What you will do:
Write out each record below exactly as it appears, with no pictures.

Object location annotation data:
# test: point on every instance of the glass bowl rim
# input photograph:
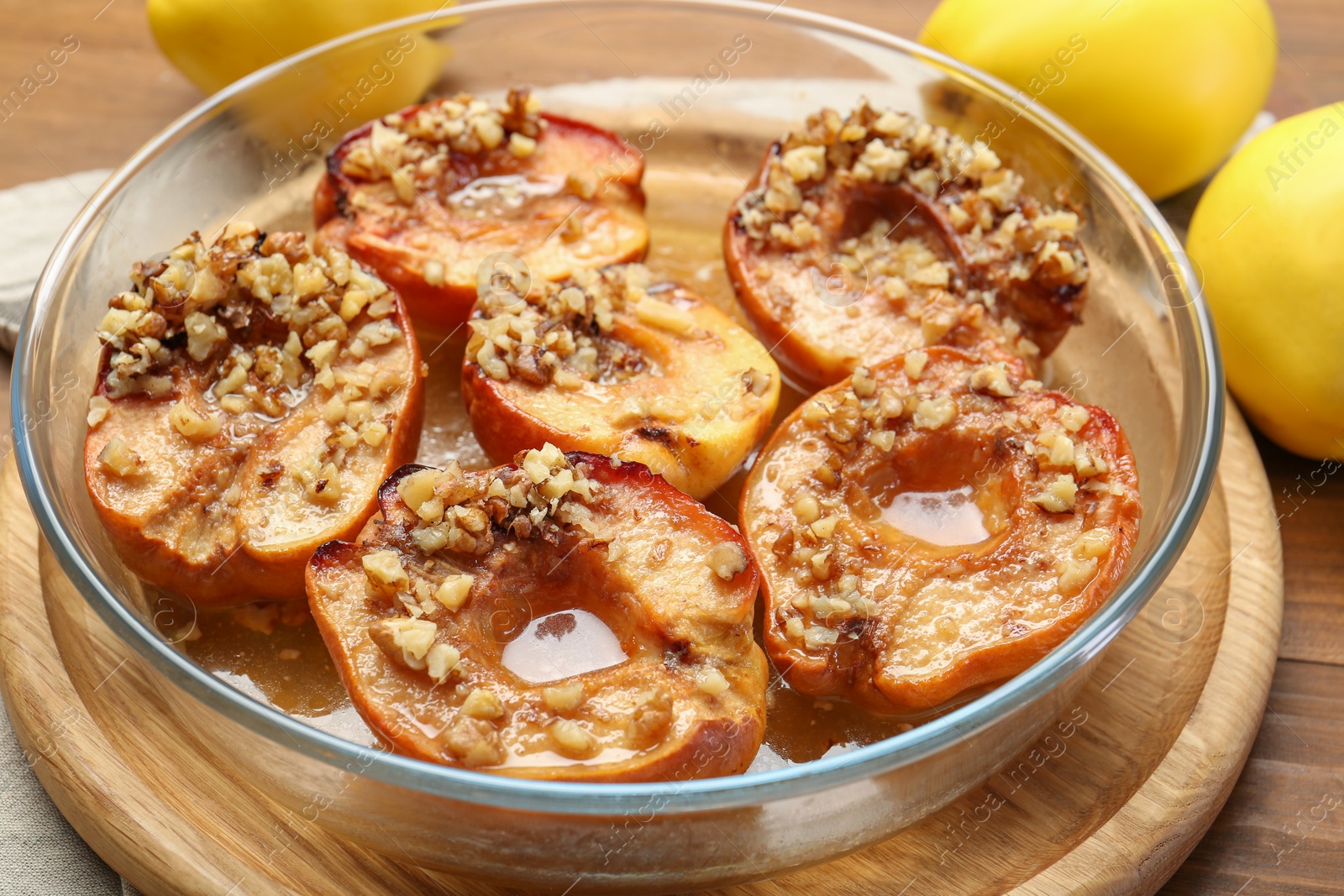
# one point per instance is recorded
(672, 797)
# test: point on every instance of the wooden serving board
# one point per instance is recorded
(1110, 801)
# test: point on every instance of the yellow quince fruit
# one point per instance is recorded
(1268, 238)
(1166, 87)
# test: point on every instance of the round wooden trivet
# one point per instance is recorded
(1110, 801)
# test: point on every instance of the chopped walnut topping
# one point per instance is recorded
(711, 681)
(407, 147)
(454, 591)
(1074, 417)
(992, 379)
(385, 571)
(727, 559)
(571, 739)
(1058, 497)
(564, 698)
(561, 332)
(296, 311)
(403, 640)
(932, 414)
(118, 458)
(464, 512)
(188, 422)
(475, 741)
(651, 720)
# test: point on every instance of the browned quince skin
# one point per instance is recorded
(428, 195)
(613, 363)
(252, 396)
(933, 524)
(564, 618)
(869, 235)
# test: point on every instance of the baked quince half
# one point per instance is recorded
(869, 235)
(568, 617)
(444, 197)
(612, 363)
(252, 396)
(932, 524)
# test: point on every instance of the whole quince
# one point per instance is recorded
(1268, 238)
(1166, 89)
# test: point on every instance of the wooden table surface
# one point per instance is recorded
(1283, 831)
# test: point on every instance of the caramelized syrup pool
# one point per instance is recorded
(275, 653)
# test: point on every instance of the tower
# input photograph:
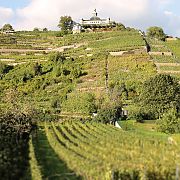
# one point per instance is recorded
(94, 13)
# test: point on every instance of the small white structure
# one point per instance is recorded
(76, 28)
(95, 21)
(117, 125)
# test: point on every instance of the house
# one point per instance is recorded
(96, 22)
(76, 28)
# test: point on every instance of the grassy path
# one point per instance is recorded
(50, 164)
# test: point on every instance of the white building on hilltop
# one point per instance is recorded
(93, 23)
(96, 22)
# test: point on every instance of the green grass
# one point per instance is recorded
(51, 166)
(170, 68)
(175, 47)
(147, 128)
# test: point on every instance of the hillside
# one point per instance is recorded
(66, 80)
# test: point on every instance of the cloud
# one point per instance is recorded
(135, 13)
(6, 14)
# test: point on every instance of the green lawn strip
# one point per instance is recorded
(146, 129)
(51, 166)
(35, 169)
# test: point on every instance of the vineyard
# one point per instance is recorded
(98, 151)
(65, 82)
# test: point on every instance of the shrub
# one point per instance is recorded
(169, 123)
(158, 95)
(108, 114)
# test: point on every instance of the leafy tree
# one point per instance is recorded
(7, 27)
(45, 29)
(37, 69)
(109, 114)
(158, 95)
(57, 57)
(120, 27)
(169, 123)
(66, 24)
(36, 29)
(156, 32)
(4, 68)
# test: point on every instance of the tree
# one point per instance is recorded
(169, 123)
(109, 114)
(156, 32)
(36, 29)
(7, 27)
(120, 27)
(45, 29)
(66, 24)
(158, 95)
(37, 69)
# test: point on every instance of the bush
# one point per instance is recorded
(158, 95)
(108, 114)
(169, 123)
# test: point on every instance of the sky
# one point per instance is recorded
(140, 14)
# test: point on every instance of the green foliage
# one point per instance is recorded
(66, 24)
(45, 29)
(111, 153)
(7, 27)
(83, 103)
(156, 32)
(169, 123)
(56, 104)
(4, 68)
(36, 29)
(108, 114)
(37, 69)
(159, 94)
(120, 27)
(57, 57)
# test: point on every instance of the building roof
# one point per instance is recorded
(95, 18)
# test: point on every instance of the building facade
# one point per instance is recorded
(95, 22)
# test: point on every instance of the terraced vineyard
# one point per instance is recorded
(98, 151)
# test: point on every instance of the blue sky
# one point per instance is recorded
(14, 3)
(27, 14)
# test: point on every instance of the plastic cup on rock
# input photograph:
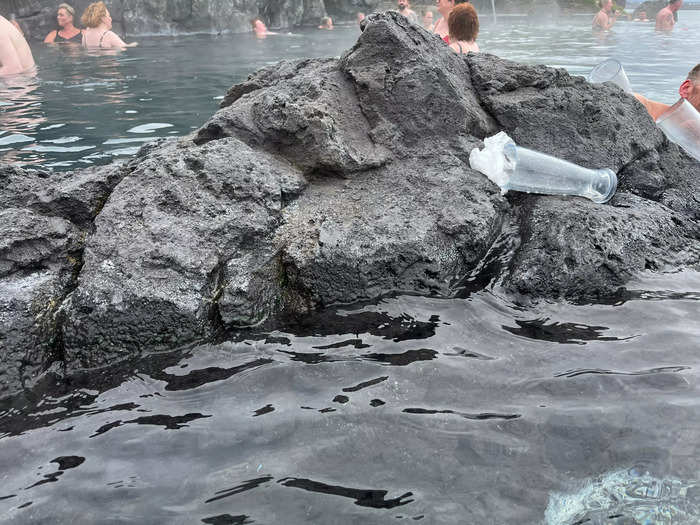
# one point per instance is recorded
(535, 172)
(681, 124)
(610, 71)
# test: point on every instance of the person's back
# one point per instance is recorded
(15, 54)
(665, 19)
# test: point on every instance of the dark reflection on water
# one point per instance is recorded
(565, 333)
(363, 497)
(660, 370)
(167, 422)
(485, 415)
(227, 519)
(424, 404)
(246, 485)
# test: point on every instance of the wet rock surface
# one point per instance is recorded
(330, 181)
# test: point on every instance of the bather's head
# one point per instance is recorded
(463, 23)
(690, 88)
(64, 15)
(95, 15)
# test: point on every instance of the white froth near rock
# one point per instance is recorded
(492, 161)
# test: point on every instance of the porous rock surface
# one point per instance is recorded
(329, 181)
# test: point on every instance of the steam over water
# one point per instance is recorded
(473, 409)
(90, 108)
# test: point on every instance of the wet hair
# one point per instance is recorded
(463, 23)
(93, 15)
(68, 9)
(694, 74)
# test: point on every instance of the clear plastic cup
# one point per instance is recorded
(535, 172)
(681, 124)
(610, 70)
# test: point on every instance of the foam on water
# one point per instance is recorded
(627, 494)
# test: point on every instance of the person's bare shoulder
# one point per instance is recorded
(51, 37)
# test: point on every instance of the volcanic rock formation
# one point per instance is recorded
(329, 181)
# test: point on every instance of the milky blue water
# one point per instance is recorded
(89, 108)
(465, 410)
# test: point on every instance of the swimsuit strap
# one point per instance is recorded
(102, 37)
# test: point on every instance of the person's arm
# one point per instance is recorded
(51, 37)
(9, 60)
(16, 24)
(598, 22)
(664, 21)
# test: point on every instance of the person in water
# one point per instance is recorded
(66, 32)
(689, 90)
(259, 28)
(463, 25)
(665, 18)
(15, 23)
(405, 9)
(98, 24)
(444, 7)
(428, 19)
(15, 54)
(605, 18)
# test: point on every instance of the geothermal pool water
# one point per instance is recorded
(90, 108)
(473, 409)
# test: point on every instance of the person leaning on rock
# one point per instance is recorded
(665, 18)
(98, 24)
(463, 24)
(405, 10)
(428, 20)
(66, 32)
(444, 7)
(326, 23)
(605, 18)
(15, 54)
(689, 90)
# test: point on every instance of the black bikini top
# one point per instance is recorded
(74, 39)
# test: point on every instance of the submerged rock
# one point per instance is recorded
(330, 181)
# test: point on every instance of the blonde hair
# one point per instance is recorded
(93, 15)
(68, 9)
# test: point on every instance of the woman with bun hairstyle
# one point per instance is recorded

Task answer:
# test: point on every instance of the glass bowl rim
# input photograph:
# one point per instance is recorded
(672, 797)
# test: point on every instance of the wooden serving board
# one point per instance is recorded
(1110, 801)
# test: point on every instance of the yellow quince fruit
# one point per instance is recorded
(1268, 238)
(1166, 87)
# test: point on every instance of the round wooden trivet
# one point per instance is recorded
(1110, 801)
# test: point on every instance of the chopped walnut topping
# one point per instance is recorded
(711, 681)
(407, 147)
(454, 591)
(1074, 417)
(992, 379)
(385, 571)
(727, 559)
(571, 739)
(1058, 497)
(564, 698)
(561, 332)
(296, 311)
(403, 640)
(932, 414)
(118, 458)
(464, 512)
(188, 422)
(475, 741)
(651, 720)
# test: point on every instance of the browned quince skin
# one point per instance is recorded
(428, 195)
(613, 363)
(252, 396)
(933, 524)
(564, 618)
(869, 235)
# test: point on every instance of the baked quince half
# one point per instance is recorded
(869, 235)
(568, 617)
(444, 197)
(612, 363)
(252, 396)
(932, 524)
# test: point on every instance of the whole quince
# one point per instance is recorded
(1268, 238)
(1166, 89)
# test: point on every instance of the wooden table surface
# one point per instance is recorded
(1283, 831)
# test: point on every instance of the caramelized syrup pool
# one point per instance is recorded
(275, 653)
# test: point on every instance of the tower
# input photograph:
# one point per instance is recorded
(94, 13)
# test: point on every instance of the small white structure
# one point per instance is recorded
(76, 28)
(95, 21)
(117, 125)
# test: point on every instance of the house
# one point per instance is recorded
(96, 22)
(76, 28)
# test: point on every instance of the grassy path
# one point per instance is recorded
(50, 164)
# test: point on every instance of the white building on hilltop
# one point per instance is recorded
(93, 23)
(96, 22)
# test: point on every instance of the green grass
# one point per instance is recorded
(51, 166)
(170, 68)
(175, 47)
(147, 128)
# test: point on every instance of the hillside
# one point per instance is recorded
(66, 80)
# test: point on every instance of the cloud
# one point per instance is recorded
(135, 13)
(6, 14)
# test: point on every instance of the green lawn strip
# one point per instance is recorded
(146, 129)
(51, 166)
(35, 169)
# test: point on every instance of the vineyard
# one point per instance is recorded
(98, 151)
(65, 82)
# test: point on every instance of the shrub
# one point per instance is recorded
(169, 123)
(158, 95)
(108, 114)
# test: point on every instance of the leafy tree
# one point per instance is recorded
(7, 27)
(45, 29)
(37, 69)
(109, 114)
(158, 95)
(57, 57)
(120, 27)
(169, 123)
(66, 24)
(36, 29)
(156, 32)
(4, 68)
# test: point on every instance of the tree
# one point per instance is recorded
(169, 123)
(109, 114)
(156, 32)
(36, 29)
(7, 27)
(120, 27)
(45, 29)
(66, 24)
(158, 95)
(37, 69)
# test: point on every instance of the bush
# one point per instance is recorded
(158, 95)
(108, 114)
(169, 123)
# test: point on every instance of the sky
# one point per instance is recorded
(140, 14)
# test: point on every instance of the green foliage
# one point per instance is recorded
(66, 24)
(45, 29)
(111, 153)
(7, 27)
(83, 103)
(156, 32)
(169, 123)
(56, 104)
(4, 68)
(36, 29)
(108, 114)
(37, 69)
(159, 94)
(120, 27)
(57, 57)
# test: point on every instance of the building roof
# one point per instance is recorded
(95, 18)
# test: point on every instance of the building facade
# one point per instance is recorded
(95, 22)
# test: point on every instance of the terraced vineyard
# one point per instance is recorded
(98, 151)
# test: point on every instance of the blue sky
# one point per instance is recorded
(14, 3)
(27, 14)
# test: point on every instance of the plastic cup on rock
# input photograph:
# one point per instance is recorded
(535, 172)
(681, 124)
(610, 71)
# test: point on every instance of the person's back
# one point per instance is recorded
(15, 54)
(665, 19)
# test: point on every instance of the dark reflection on water
# one point per instance is recorded
(565, 333)
(363, 497)
(660, 370)
(167, 422)
(485, 415)
(227, 519)
(424, 404)
(246, 485)
# test: point on every instance of the wet rock surface
# one point per instance is recorded
(330, 181)
# test: point on every instance of the bather's head
# one point per instance is recorded
(463, 23)
(690, 88)
(64, 15)
(95, 15)
# test: point on every instance of the white froth near rock
# one point per instance is recorded
(492, 161)
# test: point on every instance of the porous rock surface
# one point per instance is recorded
(329, 181)
# test: point on every instance of the steam over water
# one point per instance is recorded
(473, 409)
(90, 108)
# test: point on every instance of the wet hair
# one point per instance is recorded
(463, 23)
(93, 15)
(68, 9)
(694, 74)
# test: point on every instance of the clear plastic cup
# one point per instance is recorded
(535, 172)
(681, 124)
(610, 70)
# test: point on every instance of the foam on water
# one point per instance is recorded
(627, 494)
# test: point on every instance of the person's bare shoulder
# one point per instance is recorded
(51, 37)
# test: point on every instance of the volcanic rock formation
# one point per instance is recorded
(329, 181)
# test: point on every instance of the milky blue water
# one point per instance is recorded
(89, 108)
(465, 410)
# test: point on every instance of the swimsuit strap
# one point per instance is recorded
(102, 37)
# test: point on every instance of the person's arm
# one point per instance is recorded
(51, 37)
(9, 60)
(16, 24)
(598, 22)
(664, 21)
# test: point on every instance of the person in water
# one point per instance is recorded
(66, 32)
(689, 90)
(259, 28)
(463, 25)
(665, 18)
(15, 23)
(405, 9)
(98, 24)
(444, 7)
(428, 19)
(15, 54)
(605, 18)
# test: point on every instance of the geothermal pool water
# one point per instance is recorded
(90, 108)
(473, 409)
# test: point on every instance of the person leaning on rock
# one point per instance is recorded
(665, 18)
(98, 24)
(463, 24)
(405, 10)
(428, 20)
(66, 32)
(444, 7)
(326, 23)
(605, 18)
(15, 54)
(689, 90)
# test: point on every instance of the black bikini top
# one point per instance is recorded
(74, 39)
# test: point on every instance of the submerged rock
# one point per instance is recorded
(330, 181)
# test: point on every instance of the blonde hair
# one point per instance is recorded
(93, 15)
(68, 9)
# test: point on every instance of the woman with bun hairstyle
# one point per instance is recorded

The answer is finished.